Can you output the records below exactly as they are written?

★ ★ ★ ★

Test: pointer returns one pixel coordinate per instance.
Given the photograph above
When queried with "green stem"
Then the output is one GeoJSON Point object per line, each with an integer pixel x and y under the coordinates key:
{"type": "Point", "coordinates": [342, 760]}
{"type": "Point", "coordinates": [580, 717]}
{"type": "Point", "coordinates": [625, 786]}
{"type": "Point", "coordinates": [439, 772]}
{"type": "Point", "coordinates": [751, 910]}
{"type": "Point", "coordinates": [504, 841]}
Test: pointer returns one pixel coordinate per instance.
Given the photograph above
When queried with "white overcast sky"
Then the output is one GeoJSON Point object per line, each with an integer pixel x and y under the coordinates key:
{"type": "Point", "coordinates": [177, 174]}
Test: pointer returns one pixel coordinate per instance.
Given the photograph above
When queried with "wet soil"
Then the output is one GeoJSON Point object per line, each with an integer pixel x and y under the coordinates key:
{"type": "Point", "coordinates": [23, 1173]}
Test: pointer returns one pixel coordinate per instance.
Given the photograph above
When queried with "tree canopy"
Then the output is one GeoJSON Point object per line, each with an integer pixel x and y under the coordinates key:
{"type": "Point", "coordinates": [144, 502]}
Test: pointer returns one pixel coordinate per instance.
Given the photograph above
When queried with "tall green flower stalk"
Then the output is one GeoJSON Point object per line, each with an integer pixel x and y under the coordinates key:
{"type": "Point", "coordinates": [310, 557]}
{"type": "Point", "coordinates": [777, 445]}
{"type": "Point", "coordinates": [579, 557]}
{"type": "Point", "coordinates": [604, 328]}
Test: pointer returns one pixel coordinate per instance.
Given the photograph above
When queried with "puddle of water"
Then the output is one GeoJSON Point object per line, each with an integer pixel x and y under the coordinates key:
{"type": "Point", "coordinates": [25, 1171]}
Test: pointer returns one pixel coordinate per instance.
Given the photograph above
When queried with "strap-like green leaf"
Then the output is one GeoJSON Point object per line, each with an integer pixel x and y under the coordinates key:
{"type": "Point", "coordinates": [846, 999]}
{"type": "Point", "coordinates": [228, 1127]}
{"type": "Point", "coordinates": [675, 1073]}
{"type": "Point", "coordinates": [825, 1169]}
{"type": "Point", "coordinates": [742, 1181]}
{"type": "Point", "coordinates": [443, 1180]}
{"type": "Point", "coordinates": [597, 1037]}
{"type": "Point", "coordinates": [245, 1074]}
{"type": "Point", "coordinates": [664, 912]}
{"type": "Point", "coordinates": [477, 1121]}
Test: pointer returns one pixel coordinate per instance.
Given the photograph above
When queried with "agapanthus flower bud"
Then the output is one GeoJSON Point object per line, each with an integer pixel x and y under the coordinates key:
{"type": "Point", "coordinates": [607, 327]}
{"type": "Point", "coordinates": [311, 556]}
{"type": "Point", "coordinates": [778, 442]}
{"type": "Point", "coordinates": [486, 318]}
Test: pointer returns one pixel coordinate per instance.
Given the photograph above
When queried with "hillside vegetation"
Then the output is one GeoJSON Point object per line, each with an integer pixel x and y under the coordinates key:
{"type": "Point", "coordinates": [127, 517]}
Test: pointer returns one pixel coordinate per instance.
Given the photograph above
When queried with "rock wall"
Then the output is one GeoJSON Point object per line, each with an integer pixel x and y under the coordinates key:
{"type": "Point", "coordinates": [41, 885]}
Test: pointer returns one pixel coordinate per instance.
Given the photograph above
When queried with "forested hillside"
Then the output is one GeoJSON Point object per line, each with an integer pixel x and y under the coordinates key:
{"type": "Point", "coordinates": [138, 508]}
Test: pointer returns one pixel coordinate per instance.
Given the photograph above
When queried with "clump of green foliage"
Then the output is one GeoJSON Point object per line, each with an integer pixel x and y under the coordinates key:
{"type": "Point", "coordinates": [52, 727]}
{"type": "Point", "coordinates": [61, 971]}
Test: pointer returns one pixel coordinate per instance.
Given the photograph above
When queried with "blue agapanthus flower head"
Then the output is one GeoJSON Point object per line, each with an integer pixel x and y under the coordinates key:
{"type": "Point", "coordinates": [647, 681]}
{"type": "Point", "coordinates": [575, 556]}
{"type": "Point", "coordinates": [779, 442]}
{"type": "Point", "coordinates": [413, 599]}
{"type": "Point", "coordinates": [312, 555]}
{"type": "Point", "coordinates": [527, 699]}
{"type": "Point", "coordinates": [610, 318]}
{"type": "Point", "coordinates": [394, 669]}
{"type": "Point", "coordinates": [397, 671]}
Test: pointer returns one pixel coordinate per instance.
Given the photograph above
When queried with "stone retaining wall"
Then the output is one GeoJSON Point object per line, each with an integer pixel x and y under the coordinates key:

★ ★ ★ ★

_Solution_.
Test: pointer returns one pixel coordinate per instance.
Given the photograph above
When queried with "green stem"
Then the output is one GeoJSON Point object per line, each with an integer pixel x and y under the coordinates key:
{"type": "Point", "coordinates": [342, 760]}
{"type": "Point", "coordinates": [580, 717]}
{"type": "Point", "coordinates": [625, 786]}
{"type": "Point", "coordinates": [439, 772]}
{"type": "Point", "coordinates": [751, 910]}
{"type": "Point", "coordinates": [504, 841]}
Test: pointer returns one pixel coordinate per instance.
Given the photograph above
When queried with "white overcast sky"
Then the output is one GeoJSON Point object per line, each with an integer pixel x and y under the coordinates key:
{"type": "Point", "coordinates": [177, 174]}
Test: pointer returns one pixel coordinate per instance.
Given the photograph above
When queried with "wet soil"
Then the output is one GeoJSON Point object per line, each with an integer pixel x and y under the coordinates key:
{"type": "Point", "coordinates": [23, 1173]}
Test: pointer returns one pixel coordinate per instance.
Given the photograph above
When queried with "tree canopy"
Then the output is one GeoJSON Point object per line, each with an integer pixel x and y under the coordinates key:
{"type": "Point", "coordinates": [144, 502]}
Test: pointer returns one pixel coordinate per instance.
Given the photograph above
When queried with "tall green flower stalk"
Then the output is one GeoJSON Point object per line, each with an integer pixel x and y under the coordinates key:
{"type": "Point", "coordinates": [310, 557]}
{"type": "Point", "coordinates": [777, 445]}
{"type": "Point", "coordinates": [579, 557]}
{"type": "Point", "coordinates": [604, 328]}
Test: pointer returns one pixel coordinate per instance.
Given the photograph above
When queried with "puddle of water"
Then the output is one GeoJSON Point object per line, each with an integer pixel x and y under the coordinates key:
{"type": "Point", "coordinates": [25, 1171]}
Test: pointer returns one pixel coordinate per instance.
Given the photograph above
When queried with "strap-like green leaf"
Then the output is one GeoJSON Point object per line, each with an integer pixel x and y under the coordinates key:
{"type": "Point", "coordinates": [846, 999]}
{"type": "Point", "coordinates": [228, 1127]}
{"type": "Point", "coordinates": [675, 1073]}
{"type": "Point", "coordinates": [825, 1169]}
{"type": "Point", "coordinates": [742, 1181]}
{"type": "Point", "coordinates": [443, 1180]}
{"type": "Point", "coordinates": [597, 1037]}
{"type": "Point", "coordinates": [245, 1074]}
{"type": "Point", "coordinates": [664, 912]}
{"type": "Point", "coordinates": [477, 1121]}
Test: pointer returns one pixel coordinate per instance.
Given the photograph above
When queried with "agapanthus flower bud"
Then the output is one GeoJSON Point object per line, each with an integer pixel x and y under the coordinates key:
{"type": "Point", "coordinates": [607, 327]}
{"type": "Point", "coordinates": [311, 556]}
{"type": "Point", "coordinates": [778, 442]}
{"type": "Point", "coordinates": [486, 318]}
Test: pointer returns one pixel coordinate per instance.
Given the photograph above
When queried with "hillside vegetation"
Then the output is one GeoJSON Point object per line, each with an integer pixel x and y under the coordinates key:
{"type": "Point", "coordinates": [127, 517]}
Test: pointer returns one pixel coordinate per instance.
Given the photograph above
When queried with "rock wall"
Then the output is one GeoJSON Point object per line, each with an integer pixel x and y under the coordinates key:
{"type": "Point", "coordinates": [41, 885]}
Test: pointer returns one pixel coordinate per instance.
Given the photograph above
When queried with "forested hillside"
Then the output is one GeoJSON Point object per line, each with an integer pixel x and y under the coordinates key:
{"type": "Point", "coordinates": [138, 508]}
Test: pointer returns one pixel coordinate per instance.
Given the photograph above
When queried with "clump of green foliage"
Then the output is one GeoJSON Point object per line, each with an integer pixel x and y under the coordinates key:
{"type": "Point", "coordinates": [52, 727]}
{"type": "Point", "coordinates": [61, 971]}
Test: pointer returns one pixel coordinate per instance.
Given the photograph above
When queried with "blue agapanthus flower head"
Then the output is one GeoJSON Point object per line, each with an integer pixel x and y under the coordinates key:
{"type": "Point", "coordinates": [647, 681]}
{"type": "Point", "coordinates": [575, 556]}
{"type": "Point", "coordinates": [779, 442]}
{"type": "Point", "coordinates": [413, 599]}
{"type": "Point", "coordinates": [312, 555]}
{"type": "Point", "coordinates": [527, 699]}
{"type": "Point", "coordinates": [610, 318]}
{"type": "Point", "coordinates": [394, 669]}
{"type": "Point", "coordinates": [397, 671]}
Test: pointer returns one pixel coordinate per instance.
Given the photograph above
When queried with "stone retaining wall"
Then the output is one GeoJSON Point object per line, each with an integer pixel x and y under the coordinates key:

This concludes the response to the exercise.